Trecho do texto >>
————————

17 de outubro de 2010


O PRIMADO DA FILOSOFIA

Os gregos, na Antigüidade Clássica, repugnavam a possibilidade de serem chamados de sábios, pois defendiam a tese de que a sabedoria era um estádio a ser atingido como um processo contínuo de pensamento sobre a própria Vida. Neste sentido, importa clarificar o sentido da palavra sabedoria. Filós, amigo, sofia, saber. Amigo do saber: assim proclamavam os antigos pensadores, pois conseguiam, através dessa expressão, transmitir a idéia de construção do próprio saber enquanto universo que se expande, permanentemente, para todos os lados, em movimento esférico, ou na forma aspiralada do pensamento, desde a sua fundação, modulando a representação do infinito.

————————

Conjunto de tarefas >>
1) No trecho sobre o primado da filosofia, que sentido é atribuído à palavra grega "sofia"?
2) Determine quantas linhas contêm a palavra "card" e informe somente esse número.
O trecho e as linhas constituem materiais independentes entre si.

(Entradas de dados salvas)
————————

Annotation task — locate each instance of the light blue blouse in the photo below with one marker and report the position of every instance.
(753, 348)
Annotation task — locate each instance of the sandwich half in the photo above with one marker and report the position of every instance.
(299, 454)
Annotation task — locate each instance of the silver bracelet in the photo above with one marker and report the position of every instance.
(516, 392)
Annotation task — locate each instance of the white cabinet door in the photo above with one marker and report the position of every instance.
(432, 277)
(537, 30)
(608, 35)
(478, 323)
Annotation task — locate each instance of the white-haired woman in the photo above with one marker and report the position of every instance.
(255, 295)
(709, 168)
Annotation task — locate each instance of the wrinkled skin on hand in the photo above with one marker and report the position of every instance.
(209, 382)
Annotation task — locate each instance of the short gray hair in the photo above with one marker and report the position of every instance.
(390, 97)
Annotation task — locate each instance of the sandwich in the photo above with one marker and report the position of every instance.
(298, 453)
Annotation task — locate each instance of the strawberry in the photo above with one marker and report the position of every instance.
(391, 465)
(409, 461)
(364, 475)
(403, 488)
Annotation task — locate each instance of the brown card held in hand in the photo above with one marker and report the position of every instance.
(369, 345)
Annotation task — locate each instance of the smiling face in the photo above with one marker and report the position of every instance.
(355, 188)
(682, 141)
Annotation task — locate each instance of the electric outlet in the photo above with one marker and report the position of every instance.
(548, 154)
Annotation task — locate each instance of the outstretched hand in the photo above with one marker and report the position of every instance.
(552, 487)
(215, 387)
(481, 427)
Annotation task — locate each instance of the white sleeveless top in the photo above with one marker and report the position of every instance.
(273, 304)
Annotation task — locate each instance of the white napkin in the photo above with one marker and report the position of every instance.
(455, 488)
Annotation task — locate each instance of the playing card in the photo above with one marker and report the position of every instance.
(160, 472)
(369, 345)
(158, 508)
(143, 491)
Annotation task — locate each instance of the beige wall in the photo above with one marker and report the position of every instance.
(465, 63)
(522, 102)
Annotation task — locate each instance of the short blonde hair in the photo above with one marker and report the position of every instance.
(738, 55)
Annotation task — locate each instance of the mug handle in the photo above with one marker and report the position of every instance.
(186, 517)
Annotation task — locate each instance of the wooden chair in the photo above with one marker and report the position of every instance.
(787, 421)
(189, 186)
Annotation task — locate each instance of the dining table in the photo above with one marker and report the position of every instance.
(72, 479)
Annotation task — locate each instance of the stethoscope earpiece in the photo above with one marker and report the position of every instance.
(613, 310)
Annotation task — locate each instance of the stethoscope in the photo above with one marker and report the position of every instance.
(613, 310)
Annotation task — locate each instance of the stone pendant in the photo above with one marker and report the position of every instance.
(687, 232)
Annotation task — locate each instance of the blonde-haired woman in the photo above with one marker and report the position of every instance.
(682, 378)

————————

Respostas por tarefa >>
1) Saber.

2) 2